Selected text –
————————

TreePrint treePrint = new TreePrint("typedDependenciesCollapsed");
treePrint.printTree(parseTree);

Finding word dependencies using the GrammaticalStructure class

//StanfordNLP
//

String sentence = "The cow jumped over the moon.";
TokenizerFactory<CoreLabel> tokenizerFactory = PTBTokenizer.factory(new CoreLabelTokenFactory(), "");
Tokenizer<CoreLabel> tokenizer = tokenizerFactory.getTokenizer(new StringReader(sentence));
List<CoreLabel> wordList = tokenizer.tokenize();
parseTree = lexicalizedParser.apply(wordList);

TreebankLanguagePack tlp = lexicalizedParser.treebankLanguagePack;
GrammaticalStructureFactory gsf = tlp.grammaticalStructureFactory();
GrammaticalStructure gs = gsf.newGrammaticalStructure(parseTree);
List<TypedDependency> tdl = gs.typedDependenciesCCprocessed();

System.out.println(tdl);

//This information can also be extracted using the  gov ,  reln , and  dep methods
//which return the governor word, the relationship, and the dependent element, respectively

for(TypedDependency dependency : tdl) 
{
    System.out.println("Governor Word: [" + dependency.gov() + "] Relation: [" + dependency.reln().getLongName() 
    + "] Dependent Word: [" + dependency.dep() + "]");
}

Finding coreference resolution entities

//StanfordNLP
//
String sentence = "He took his cash and she took her change "+ "and together they bought their lunch.";

Properties props = new Properties();
props.put("annotators","tokenize, ssplit, pos, lemma, ner, parse, dcoref");
StanfordCoreNLP pipeline = new StanfordCoreNLP(props);
Annotation annotation = new Annotation(sentence);
pipeline.annotate(annotation);

Map<Integer, CorefChain> corefChainMap = annotation.get(CorefChainAnnotation.class);

Set<Integer> set = corefChainMap.keySet();
Iterator<Integer> setIterator = set.iterator();
while(setIterator.hasNext())

————————

Data for this exercise –

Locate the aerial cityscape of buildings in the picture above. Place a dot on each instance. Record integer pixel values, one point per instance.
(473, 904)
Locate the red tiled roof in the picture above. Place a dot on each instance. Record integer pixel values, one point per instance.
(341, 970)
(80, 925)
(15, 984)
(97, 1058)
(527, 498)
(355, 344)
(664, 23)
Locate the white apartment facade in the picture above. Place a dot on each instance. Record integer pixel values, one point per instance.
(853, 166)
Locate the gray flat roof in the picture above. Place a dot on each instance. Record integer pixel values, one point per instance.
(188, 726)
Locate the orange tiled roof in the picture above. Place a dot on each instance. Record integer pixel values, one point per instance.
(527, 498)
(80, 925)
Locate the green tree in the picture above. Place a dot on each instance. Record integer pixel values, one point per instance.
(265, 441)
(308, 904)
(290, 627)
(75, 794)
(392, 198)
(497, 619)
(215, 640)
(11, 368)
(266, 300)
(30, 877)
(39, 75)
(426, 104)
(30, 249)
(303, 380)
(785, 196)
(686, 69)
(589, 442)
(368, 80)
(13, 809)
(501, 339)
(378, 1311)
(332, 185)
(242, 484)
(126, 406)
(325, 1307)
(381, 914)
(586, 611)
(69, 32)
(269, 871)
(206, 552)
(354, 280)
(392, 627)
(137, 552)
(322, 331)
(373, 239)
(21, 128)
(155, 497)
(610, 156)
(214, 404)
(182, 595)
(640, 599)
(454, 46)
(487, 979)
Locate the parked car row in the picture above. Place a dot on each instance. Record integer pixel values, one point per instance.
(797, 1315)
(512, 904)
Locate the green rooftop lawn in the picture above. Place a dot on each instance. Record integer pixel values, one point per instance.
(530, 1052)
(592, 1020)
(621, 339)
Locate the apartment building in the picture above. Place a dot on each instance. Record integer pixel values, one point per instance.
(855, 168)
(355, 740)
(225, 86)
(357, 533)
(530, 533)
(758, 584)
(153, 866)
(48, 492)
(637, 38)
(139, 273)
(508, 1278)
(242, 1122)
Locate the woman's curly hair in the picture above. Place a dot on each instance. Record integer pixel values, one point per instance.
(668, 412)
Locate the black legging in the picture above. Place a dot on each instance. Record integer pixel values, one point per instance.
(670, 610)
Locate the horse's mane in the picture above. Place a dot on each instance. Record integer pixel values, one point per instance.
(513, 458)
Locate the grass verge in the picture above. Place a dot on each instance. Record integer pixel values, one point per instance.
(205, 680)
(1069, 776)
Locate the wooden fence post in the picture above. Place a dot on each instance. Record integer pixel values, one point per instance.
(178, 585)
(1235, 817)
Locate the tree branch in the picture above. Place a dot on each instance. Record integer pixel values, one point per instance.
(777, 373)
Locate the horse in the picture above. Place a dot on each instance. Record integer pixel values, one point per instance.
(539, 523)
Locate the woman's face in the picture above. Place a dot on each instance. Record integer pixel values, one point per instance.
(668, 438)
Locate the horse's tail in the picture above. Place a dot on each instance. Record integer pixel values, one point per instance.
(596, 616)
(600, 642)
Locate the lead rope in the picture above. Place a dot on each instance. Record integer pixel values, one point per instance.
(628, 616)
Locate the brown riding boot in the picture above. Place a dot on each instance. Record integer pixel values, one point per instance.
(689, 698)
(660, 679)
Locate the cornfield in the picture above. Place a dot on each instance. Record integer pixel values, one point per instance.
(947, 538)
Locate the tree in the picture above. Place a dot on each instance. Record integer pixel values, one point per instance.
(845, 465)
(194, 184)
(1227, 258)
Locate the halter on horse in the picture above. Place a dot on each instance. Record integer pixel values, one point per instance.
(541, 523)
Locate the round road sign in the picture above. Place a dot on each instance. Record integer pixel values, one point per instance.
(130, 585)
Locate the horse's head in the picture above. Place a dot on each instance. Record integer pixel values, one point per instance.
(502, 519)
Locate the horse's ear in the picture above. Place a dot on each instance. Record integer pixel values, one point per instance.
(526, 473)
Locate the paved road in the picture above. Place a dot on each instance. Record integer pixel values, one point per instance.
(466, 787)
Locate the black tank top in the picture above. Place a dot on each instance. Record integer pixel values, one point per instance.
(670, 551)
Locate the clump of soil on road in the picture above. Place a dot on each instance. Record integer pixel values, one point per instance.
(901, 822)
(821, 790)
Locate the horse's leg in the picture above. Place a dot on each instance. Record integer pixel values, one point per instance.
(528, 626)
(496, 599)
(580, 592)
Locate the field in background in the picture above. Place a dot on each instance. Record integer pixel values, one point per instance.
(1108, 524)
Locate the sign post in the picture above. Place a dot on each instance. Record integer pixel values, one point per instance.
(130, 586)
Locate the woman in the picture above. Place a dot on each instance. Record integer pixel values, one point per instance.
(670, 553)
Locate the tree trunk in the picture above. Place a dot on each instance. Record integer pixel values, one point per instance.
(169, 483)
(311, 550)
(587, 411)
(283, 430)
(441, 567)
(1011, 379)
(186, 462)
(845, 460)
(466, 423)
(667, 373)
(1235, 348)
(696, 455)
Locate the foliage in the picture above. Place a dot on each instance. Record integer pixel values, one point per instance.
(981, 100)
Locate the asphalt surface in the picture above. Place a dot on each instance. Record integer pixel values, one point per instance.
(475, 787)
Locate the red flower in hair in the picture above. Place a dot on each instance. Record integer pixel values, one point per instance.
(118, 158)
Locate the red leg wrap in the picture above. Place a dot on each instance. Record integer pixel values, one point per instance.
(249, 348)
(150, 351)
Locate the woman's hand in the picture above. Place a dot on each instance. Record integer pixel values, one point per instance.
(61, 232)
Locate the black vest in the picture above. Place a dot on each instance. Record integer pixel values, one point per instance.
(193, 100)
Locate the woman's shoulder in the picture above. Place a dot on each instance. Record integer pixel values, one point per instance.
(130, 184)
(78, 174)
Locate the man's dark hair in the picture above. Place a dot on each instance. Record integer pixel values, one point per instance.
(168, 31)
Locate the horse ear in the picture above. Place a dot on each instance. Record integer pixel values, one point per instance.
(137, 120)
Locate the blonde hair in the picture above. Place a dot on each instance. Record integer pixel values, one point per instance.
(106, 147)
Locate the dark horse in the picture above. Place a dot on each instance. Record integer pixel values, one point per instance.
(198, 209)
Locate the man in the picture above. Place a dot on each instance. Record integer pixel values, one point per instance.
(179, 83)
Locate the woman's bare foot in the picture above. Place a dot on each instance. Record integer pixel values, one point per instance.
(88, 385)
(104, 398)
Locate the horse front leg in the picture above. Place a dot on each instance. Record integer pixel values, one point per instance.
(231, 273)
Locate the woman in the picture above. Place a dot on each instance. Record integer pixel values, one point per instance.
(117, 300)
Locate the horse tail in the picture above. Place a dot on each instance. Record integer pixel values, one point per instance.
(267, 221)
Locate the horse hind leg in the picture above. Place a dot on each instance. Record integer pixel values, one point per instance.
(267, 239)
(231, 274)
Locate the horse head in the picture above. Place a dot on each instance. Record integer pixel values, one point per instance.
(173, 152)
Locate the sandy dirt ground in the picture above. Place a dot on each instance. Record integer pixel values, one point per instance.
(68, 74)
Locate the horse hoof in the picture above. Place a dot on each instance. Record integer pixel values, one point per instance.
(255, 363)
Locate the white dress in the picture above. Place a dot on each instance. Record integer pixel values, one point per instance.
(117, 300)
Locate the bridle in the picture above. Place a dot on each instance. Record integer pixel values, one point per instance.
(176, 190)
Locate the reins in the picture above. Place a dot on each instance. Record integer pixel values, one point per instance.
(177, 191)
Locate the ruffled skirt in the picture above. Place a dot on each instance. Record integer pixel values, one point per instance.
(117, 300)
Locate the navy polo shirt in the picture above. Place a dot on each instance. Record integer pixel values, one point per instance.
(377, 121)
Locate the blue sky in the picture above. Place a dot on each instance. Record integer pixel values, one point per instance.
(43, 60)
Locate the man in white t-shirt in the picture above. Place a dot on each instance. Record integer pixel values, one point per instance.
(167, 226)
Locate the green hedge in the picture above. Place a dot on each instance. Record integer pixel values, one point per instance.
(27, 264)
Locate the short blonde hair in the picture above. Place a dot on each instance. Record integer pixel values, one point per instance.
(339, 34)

————————

Written problem 1 –
In the Java code on finding word dependencies, which three methods return the governor word, the relationship, and the dependent element?
Written problem 2 –
Rewrite the records from the line containing "Locate the blue" through the end of the records, requests included, and lower every coordinate in the answers by 104.
The text and the records have no connection to each other.

Task response 1 –
The gov, reln, and dep methods return them, respectively.

Task response 2 –
Locate the blue sky in the picture above. Place a dot on each instance. Record integer pixel values, one point per instance.
(-61, -44)
Locate the man in white t-shirt in the picture above. Place a dot on each instance. Record integer pixel values, one point per instance.
(63, 122)
Locate the green hedge in the picture above. Place a dot on each instance. Record integer pixel values, one point per instance.
(-77, 160)
Locate the short blonde hair in the picture above. Place a dot on each instance. Record integer pixel values, one point per instance.
(235, -70)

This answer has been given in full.